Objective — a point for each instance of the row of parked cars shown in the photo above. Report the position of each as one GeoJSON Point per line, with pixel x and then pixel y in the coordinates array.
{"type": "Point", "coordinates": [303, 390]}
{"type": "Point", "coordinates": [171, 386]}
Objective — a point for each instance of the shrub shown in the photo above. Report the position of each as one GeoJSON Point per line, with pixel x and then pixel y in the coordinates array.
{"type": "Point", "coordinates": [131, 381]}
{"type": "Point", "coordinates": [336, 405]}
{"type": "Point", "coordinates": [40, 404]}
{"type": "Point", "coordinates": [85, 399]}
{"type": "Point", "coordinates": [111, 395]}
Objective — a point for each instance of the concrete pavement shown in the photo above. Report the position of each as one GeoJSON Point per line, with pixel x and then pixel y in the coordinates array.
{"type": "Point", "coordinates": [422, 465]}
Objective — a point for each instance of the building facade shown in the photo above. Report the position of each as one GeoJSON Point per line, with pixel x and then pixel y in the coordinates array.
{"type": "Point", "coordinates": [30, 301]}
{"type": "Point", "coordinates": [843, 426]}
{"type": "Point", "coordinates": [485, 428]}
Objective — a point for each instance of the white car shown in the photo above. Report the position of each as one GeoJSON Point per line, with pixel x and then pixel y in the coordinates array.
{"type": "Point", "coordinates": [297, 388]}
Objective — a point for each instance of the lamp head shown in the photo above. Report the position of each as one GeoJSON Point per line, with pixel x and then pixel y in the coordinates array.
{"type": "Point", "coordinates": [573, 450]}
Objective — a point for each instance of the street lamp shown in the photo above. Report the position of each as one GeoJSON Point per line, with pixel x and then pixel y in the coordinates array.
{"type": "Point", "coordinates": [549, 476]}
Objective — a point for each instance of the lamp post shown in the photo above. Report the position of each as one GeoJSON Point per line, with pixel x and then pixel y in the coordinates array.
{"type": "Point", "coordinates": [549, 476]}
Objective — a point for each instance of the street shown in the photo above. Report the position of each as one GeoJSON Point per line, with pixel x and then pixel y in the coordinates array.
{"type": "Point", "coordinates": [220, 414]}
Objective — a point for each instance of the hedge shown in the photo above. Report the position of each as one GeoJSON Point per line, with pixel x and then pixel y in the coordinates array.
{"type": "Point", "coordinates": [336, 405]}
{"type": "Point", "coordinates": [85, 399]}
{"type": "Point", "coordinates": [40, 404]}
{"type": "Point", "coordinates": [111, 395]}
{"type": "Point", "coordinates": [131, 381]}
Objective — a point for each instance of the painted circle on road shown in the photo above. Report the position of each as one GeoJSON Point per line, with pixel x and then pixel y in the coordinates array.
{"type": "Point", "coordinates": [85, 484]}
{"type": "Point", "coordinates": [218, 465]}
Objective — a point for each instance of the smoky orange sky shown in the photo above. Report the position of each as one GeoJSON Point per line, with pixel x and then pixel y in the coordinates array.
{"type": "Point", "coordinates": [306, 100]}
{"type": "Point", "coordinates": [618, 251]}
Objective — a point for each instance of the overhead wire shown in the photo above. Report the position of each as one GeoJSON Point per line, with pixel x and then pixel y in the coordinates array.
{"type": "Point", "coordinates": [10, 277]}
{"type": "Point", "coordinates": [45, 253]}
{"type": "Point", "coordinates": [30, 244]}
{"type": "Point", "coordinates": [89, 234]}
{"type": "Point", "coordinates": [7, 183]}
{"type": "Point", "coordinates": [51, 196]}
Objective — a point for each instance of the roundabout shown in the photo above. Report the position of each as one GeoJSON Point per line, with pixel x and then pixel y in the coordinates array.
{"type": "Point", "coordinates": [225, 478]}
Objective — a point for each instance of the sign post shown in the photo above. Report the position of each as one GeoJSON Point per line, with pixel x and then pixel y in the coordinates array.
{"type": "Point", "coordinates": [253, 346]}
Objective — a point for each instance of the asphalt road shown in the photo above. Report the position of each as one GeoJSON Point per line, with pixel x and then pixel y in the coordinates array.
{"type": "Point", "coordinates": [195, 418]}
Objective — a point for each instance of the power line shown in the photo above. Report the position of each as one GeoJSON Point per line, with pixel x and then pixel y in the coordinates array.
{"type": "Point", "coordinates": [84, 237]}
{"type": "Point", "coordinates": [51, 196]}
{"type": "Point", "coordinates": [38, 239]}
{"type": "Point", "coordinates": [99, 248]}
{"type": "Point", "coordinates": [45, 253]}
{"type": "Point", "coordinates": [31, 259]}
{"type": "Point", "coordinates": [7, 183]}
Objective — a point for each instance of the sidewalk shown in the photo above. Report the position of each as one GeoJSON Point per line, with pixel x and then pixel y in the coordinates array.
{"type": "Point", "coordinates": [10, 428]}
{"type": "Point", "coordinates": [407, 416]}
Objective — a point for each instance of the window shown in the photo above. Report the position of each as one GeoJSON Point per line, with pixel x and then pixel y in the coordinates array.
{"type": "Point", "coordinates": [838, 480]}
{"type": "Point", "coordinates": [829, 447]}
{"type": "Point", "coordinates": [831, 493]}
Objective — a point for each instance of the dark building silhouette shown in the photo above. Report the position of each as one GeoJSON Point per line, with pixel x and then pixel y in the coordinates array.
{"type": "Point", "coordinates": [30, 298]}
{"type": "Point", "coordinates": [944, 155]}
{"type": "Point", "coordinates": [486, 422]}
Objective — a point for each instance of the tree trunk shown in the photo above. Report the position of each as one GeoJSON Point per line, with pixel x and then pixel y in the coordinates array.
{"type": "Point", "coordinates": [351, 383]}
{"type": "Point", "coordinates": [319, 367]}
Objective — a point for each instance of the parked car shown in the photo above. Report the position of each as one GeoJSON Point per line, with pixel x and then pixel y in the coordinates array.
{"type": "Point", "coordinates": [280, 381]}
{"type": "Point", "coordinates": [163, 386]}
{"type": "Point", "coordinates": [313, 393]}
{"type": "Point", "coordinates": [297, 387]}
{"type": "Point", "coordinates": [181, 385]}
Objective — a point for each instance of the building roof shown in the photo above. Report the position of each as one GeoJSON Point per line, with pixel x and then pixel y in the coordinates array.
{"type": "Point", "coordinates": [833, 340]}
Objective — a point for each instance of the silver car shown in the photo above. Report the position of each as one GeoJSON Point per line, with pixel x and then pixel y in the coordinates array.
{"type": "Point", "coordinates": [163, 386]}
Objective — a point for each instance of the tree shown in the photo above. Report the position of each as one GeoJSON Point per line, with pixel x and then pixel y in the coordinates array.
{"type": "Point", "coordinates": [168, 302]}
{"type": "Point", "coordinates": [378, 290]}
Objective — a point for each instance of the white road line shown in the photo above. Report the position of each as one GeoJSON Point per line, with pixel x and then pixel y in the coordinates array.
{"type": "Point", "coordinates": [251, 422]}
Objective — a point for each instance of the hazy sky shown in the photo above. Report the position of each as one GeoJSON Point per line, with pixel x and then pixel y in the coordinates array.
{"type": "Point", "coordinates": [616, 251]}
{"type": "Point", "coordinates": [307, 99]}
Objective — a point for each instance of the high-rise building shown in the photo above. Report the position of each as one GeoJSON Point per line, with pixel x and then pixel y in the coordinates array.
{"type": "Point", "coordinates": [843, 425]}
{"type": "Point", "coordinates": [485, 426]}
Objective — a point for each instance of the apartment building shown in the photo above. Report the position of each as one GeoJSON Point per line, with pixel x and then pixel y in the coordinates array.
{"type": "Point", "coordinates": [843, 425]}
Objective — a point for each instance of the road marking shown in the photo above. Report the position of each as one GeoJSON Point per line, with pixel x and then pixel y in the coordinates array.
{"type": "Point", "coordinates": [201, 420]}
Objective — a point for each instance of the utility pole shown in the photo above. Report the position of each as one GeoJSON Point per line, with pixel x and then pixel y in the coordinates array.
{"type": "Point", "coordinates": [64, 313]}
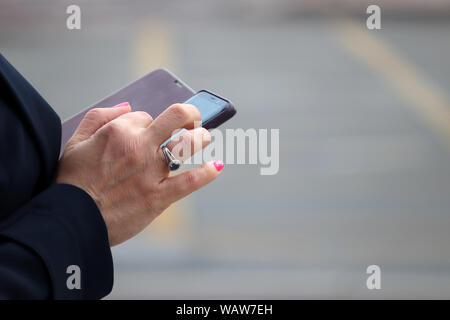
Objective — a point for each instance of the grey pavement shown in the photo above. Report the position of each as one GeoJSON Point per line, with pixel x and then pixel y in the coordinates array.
{"type": "Point", "coordinates": [363, 178]}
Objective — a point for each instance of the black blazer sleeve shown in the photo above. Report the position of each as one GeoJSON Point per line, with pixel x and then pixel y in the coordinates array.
{"type": "Point", "coordinates": [44, 228]}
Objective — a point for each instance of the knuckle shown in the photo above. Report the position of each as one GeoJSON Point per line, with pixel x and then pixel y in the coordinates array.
{"type": "Point", "coordinates": [144, 115]}
{"type": "Point", "coordinates": [191, 179]}
{"type": "Point", "coordinates": [94, 113]}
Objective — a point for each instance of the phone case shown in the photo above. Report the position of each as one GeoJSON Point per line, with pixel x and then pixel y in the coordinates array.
{"type": "Point", "coordinates": [152, 93]}
{"type": "Point", "coordinates": [222, 117]}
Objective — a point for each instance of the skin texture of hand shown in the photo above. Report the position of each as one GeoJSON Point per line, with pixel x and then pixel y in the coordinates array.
{"type": "Point", "coordinates": [114, 156]}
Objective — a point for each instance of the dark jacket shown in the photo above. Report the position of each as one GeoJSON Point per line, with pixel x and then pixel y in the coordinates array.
{"type": "Point", "coordinates": [44, 227]}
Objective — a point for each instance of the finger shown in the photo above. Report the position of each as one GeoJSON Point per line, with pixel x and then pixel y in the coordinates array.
{"type": "Point", "coordinates": [177, 116]}
{"type": "Point", "coordinates": [96, 118]}
{"type": "Point", "coordinates": [137, 118]}
{"type": "Point", "coordinates": [189, 142]}
{"type": "Point", "coordinates": [185, 183]}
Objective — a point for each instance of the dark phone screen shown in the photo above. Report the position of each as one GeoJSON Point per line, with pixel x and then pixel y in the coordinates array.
{"type": "Point", "coordinates": [208, 104]}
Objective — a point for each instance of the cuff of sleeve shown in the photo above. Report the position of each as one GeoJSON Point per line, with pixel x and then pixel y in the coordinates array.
{"type": "Point", "coordinates": [65, 228]}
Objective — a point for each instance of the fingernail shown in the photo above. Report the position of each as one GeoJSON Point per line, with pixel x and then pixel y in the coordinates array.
{"type": "Point", "coordinates": [123, 104]}
{"type": "Point", "coordinates": [219, 165]}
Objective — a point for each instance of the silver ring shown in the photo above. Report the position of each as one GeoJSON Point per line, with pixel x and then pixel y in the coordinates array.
{"type": "Point", "coordinates": [172, 162]}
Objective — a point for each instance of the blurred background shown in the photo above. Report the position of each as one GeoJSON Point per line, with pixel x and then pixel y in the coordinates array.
{"type": "Point", "coordinates": [364, 119]}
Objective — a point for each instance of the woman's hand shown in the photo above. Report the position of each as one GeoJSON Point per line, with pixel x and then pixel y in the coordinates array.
{"type": "Point", "coordinates": [114, 156]}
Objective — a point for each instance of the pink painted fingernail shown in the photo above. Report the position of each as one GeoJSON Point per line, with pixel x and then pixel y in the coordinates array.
{"type": "Point", "coordinates": [123, 104]}
{"type": "Point", "coordinates": [219, 165]}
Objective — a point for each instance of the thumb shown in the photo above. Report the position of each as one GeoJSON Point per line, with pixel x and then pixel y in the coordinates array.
{"type": "Point", "coordinates": [97, 118]}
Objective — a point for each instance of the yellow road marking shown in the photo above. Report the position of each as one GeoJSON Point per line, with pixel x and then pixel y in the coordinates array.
{"type": "Point", "coordinates": [414, 88]}
{"type": "Point", "coordinates": [152, 49]}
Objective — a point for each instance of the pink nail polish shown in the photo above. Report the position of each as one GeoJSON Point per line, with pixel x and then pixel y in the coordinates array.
{"type": "Point", "coordinates": [219, 165]}
{"type": "Point", "coordinates": [123, 104]}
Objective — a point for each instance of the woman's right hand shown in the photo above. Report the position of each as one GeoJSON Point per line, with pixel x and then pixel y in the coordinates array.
{"type": "Point", "coordinates": [114, 156]}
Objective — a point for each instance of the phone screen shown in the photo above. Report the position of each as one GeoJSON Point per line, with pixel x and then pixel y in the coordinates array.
{"type": "Point", "coordinates": [208, 104]}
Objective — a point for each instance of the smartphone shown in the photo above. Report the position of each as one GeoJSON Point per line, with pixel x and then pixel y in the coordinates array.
{"type": "Point", "coordinates": [214, 109]}
{"type": "Point", "coordinates": [152, 93]}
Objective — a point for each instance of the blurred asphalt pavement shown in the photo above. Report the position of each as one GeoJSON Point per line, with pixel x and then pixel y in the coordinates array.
{"type": "Point", "coordinates": [364, 141]}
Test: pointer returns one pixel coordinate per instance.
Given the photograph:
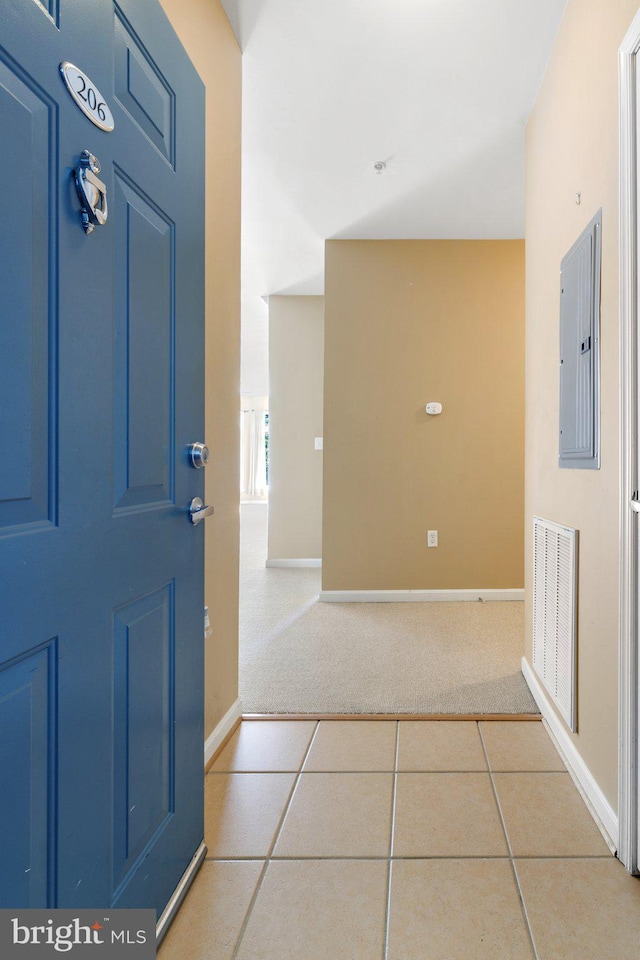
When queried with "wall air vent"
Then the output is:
(554, 613)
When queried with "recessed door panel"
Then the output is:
(27, 330)
(144, 770)
(27, 722)
(142, 89)
(144, 361)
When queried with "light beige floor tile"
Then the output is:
(440, 745)
(519, 745)
(266, 745)
(338, 815)
(456, 910)
(447, 815)
(545, 816)
(581, 909)
(209, 921)
(242, 812)
(350, 745)
(318, 910)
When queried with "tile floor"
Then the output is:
(384, 840)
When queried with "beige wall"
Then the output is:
(206, 34)
(572, 146)
(296, 345)
(406, 322)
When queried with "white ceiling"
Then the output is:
(440, 90)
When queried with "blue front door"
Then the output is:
(101, 392)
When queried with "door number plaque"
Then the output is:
(87, 96)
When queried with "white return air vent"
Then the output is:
(554, 613)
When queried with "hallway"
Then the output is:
(298, 655)
(383, 840)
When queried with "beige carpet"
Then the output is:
(298, 655)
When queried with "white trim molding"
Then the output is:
(599, 807)
(221, 729)
(417, 596)
(295, 562)
(628, 621)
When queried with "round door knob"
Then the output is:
(198, 454)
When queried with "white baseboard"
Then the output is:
(416, 596)
(599, 807)
(220, 731)
(296, 562)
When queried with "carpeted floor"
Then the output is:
(298, 655)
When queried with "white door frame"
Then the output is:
(629, 693)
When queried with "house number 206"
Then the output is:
(87, 96)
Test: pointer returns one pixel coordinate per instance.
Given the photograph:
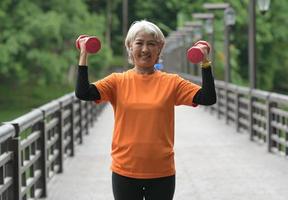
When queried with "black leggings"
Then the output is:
(125, 188)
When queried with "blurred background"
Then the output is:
(38, 58)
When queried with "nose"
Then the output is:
(145, 48)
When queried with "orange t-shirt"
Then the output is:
(143, 139)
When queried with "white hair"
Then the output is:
(146, 27)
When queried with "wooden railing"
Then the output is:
(261, 114)
(35, 145)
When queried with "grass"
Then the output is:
(16, 101)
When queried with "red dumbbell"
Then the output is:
(195, 54)
(92, 43)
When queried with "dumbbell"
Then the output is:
(195, 54)
(92, 43)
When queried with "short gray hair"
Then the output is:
(146, 27)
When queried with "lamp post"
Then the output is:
(209, 28)
(229, 20)
(263, 7)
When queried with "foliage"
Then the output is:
(37, 40)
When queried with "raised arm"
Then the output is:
(84, 90)
(207, 94)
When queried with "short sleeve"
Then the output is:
(107, 88)
(185, 91)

==========

Activity: What is needed is each line from the records with the word "short" in it.

Answer to this task:
When queried with "short gray hair"
When queried with "short sleeve"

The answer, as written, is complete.